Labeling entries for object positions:
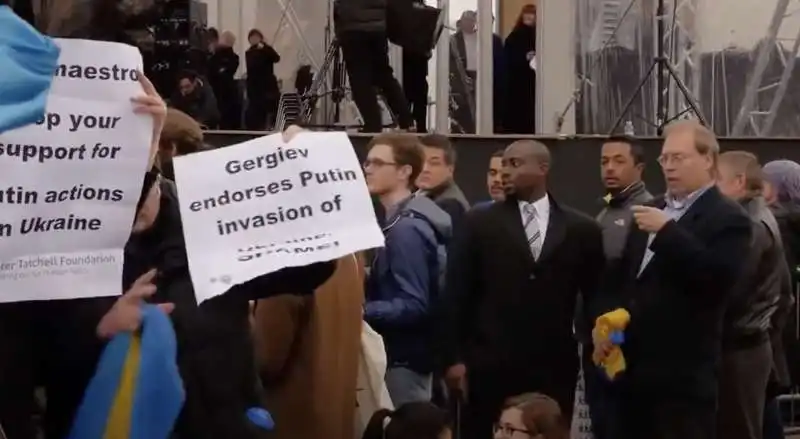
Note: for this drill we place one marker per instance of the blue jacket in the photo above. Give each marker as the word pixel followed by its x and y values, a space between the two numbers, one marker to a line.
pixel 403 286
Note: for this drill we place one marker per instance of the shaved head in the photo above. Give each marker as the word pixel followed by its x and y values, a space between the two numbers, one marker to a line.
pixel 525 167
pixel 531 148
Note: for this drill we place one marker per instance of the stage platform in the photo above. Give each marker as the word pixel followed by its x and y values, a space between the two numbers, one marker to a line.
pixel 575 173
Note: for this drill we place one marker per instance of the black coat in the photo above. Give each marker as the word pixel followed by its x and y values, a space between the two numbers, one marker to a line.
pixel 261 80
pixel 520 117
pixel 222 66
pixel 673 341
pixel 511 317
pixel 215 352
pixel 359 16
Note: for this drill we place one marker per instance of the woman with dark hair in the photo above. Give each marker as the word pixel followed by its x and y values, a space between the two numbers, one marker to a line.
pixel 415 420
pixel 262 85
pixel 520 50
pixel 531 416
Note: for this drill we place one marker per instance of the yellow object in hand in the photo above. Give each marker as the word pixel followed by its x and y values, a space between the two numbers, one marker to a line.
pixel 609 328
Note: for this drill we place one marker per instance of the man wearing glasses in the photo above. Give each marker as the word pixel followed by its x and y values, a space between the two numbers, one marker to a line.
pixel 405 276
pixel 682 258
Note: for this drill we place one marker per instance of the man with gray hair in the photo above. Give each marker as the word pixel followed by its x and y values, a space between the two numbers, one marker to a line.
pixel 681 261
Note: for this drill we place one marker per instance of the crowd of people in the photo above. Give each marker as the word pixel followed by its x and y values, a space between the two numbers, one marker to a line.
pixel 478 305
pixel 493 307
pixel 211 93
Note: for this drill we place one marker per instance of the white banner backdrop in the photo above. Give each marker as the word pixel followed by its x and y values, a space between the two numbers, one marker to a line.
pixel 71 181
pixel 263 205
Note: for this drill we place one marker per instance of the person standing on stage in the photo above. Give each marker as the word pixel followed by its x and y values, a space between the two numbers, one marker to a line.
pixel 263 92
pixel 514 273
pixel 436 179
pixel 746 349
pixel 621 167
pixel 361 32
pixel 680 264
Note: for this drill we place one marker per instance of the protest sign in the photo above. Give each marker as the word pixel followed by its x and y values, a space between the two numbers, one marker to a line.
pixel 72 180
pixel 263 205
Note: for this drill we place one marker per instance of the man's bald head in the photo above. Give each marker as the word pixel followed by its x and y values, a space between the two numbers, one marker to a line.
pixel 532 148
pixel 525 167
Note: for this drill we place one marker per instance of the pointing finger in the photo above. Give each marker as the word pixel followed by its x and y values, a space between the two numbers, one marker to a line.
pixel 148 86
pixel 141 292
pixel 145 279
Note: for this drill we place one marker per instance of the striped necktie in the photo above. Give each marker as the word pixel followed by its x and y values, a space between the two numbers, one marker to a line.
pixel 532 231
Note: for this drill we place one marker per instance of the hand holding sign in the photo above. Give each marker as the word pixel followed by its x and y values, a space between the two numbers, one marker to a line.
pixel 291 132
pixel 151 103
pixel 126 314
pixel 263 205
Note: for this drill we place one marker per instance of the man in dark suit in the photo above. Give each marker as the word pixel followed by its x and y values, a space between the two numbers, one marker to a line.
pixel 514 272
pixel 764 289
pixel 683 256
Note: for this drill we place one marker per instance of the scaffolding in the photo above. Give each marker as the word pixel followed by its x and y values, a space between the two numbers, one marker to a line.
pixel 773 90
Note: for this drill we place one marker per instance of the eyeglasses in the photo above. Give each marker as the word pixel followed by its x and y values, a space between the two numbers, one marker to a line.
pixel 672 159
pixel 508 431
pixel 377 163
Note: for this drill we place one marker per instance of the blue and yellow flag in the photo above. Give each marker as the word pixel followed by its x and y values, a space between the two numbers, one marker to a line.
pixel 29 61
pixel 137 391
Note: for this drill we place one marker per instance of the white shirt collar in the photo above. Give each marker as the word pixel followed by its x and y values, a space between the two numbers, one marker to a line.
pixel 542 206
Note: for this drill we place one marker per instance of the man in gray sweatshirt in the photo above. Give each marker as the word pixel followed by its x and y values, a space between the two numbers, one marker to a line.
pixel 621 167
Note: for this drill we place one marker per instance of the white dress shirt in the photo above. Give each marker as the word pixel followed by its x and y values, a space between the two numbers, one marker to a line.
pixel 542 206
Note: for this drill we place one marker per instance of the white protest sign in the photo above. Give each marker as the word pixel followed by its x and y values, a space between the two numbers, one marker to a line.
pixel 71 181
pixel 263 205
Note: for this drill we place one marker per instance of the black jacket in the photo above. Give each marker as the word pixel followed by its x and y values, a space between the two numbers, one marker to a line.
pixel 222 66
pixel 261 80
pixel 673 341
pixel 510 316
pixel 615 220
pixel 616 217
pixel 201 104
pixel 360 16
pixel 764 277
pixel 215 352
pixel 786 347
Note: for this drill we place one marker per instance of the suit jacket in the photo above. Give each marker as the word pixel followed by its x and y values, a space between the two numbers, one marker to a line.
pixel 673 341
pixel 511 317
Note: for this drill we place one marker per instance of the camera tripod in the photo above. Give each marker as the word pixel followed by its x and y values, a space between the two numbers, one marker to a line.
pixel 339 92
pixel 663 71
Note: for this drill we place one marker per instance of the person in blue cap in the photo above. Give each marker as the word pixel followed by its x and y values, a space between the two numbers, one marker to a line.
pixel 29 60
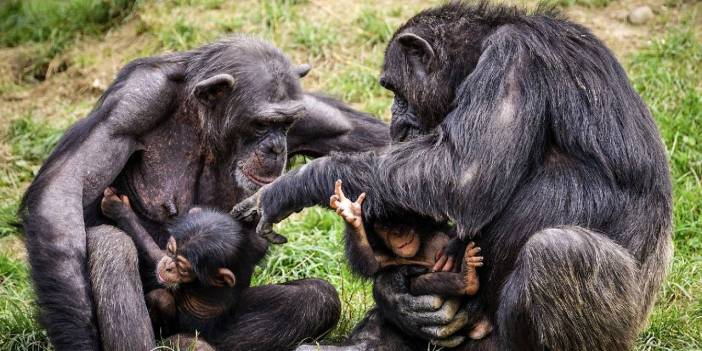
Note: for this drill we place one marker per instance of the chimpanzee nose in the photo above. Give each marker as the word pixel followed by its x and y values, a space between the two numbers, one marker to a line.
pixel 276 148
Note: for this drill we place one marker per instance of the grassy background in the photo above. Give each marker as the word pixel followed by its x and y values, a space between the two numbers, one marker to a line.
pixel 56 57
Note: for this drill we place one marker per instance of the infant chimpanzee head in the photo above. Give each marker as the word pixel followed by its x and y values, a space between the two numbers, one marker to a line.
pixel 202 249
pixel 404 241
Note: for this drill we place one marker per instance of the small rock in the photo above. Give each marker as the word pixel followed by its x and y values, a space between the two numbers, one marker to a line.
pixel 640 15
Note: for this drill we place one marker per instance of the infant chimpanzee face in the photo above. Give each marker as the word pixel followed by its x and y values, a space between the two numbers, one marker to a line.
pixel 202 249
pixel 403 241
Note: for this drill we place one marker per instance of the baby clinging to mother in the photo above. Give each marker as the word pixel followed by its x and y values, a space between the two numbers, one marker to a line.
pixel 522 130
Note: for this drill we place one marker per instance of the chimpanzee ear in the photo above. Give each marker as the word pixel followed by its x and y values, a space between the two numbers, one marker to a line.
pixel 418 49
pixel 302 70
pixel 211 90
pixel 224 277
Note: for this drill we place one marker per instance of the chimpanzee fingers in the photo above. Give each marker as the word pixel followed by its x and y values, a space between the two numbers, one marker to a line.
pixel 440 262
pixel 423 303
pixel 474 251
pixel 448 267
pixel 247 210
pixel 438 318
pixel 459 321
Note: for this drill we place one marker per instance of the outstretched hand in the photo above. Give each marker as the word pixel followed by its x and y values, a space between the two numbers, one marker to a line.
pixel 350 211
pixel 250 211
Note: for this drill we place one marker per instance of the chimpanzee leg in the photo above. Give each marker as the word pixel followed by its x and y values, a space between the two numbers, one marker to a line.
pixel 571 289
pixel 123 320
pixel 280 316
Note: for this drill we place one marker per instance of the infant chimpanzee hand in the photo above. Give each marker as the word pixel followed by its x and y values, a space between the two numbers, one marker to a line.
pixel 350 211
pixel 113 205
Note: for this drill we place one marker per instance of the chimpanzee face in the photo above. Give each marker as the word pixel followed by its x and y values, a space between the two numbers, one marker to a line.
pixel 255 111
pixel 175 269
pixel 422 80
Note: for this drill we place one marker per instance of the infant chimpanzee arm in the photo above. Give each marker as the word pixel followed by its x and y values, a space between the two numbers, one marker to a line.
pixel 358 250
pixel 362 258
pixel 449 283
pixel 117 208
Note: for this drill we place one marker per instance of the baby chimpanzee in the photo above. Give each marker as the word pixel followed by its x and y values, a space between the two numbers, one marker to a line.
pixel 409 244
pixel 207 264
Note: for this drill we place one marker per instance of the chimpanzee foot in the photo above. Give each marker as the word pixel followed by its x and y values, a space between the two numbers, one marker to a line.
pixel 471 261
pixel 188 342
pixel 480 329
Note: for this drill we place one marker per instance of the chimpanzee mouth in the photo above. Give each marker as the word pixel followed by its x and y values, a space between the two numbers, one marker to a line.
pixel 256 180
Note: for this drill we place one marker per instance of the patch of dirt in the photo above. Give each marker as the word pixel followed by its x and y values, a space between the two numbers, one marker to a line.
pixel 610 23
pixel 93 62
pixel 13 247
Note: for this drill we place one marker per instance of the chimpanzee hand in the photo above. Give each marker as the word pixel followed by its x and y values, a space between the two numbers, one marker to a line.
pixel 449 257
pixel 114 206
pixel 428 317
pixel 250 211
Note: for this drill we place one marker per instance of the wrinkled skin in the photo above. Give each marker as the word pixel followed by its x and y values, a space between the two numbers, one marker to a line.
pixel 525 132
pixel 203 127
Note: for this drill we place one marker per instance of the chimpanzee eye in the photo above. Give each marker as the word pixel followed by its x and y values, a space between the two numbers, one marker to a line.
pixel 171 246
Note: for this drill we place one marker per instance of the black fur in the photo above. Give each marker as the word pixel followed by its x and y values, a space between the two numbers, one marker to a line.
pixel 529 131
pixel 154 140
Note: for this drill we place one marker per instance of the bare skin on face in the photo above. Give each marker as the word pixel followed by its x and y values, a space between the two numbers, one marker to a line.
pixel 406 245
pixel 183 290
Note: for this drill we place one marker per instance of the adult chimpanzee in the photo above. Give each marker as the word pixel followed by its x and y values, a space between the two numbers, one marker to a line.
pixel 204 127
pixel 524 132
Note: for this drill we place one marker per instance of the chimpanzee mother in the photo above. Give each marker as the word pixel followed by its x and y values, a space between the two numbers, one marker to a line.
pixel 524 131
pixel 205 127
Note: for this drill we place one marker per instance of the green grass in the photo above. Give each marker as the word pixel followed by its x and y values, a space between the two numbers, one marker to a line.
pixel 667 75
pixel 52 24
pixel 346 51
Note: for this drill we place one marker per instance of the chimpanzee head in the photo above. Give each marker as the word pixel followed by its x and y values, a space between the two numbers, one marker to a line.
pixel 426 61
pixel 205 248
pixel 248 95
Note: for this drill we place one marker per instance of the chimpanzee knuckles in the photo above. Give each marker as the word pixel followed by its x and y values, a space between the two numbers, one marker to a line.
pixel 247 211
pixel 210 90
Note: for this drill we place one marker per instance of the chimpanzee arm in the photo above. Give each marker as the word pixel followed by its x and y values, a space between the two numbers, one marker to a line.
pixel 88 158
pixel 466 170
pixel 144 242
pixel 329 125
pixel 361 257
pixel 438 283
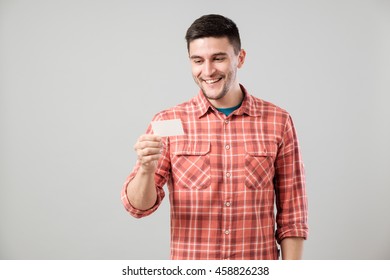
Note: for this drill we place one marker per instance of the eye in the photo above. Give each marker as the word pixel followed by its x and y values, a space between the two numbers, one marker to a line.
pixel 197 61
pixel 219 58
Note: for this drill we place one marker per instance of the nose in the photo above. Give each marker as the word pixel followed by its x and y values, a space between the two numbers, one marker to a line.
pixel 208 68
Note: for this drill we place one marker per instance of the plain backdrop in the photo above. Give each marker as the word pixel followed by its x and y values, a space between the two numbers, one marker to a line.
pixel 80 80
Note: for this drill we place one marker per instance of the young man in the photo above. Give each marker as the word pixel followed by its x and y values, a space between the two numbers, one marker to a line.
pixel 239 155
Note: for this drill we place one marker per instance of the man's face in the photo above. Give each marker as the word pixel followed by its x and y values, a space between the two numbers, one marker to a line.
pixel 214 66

▶ [Exercise]:
Convert the part of the material that opens with the line containing "the baby clinging" and closes with the line containing "pixel 117 208" into a JSON list of strings, one string per line, with blank lines left out. Include both of those end lines and nothing outside that span.

▶ [The completed task]:
[
  "Note: for this drill we place one marker per instance of the baby clinging to mother in the photo above. Give each marker as the word pixel followed by its x and y values, a space between the two numbers, one marker to a line.",
  "pixel 522 130",
  "Note: for this drill we place one marker per instance of the chimpanzee ear in the photo above. Give each marker as the word pixel followed by its x and y values, a space between the two numbers, one marker to a line.",
  "pixel 418 49",
  "pixel 302 70",
  "pixel 211 90",
  "pixel 224 277",
  "Note: for this drill we place one marker per instance of the chimpanzee fingers in the photo above. Give each marker as the word pixel followed by its x and y values, a space between the two numbers, one marker to a line.",
  "pixel 440 262",
  "pixel 423 303",
  "pixel 474 251",
  "pixel 448 267",
  "pixel 247 210",
  "pixel 438 318",
  "pixel 459 321",
  "Note: for this drill we place one marker per instance of the outstretched hand in the photo above. Give each marker as the word pixel followed by its x and y values, a space between the two numbers, one marker to a line.",
  "pixel 350 211",
  "pixel 250 211",
  "Note: for this drill we place one marker per instance of the chimpanzee leg in the photo above. Give each marker as the word pixel followed by its x and y values, a space between the two numbers, one marker to a line.",
  "pixel 571 289",
  "pixel 123 320",
  "pixel 280 316",
  "Note: for this drill we place one marker per instance of the infant chimpanzee hand in the photo above. Give each marker as the word pixel followed by its x and y values, a space between the two numbers, one marker to a line.",
  "pixel 350 211",
  "pixel 113 205",
  "Note: for this drill we place one marker per instance of the chimpanzee face in the photo above. Give each marker as the word pixel followed by its x and y values, a space between the two numbers, one marker to a line.",
  "pixel 255 111",
  "pixel 175 269",
  "pixel 422 80",
  "Note: for this drill we place one marker per instance of the infant chimpanzee arm in the photo above. Give each marker as the word pixel followed by its x and y values, a space between the two numbers, one marker to a line.",
  "pixel 358 250",
  "pixel 362 258",
  "pixel 449 283",
  "pixel 117 208"
]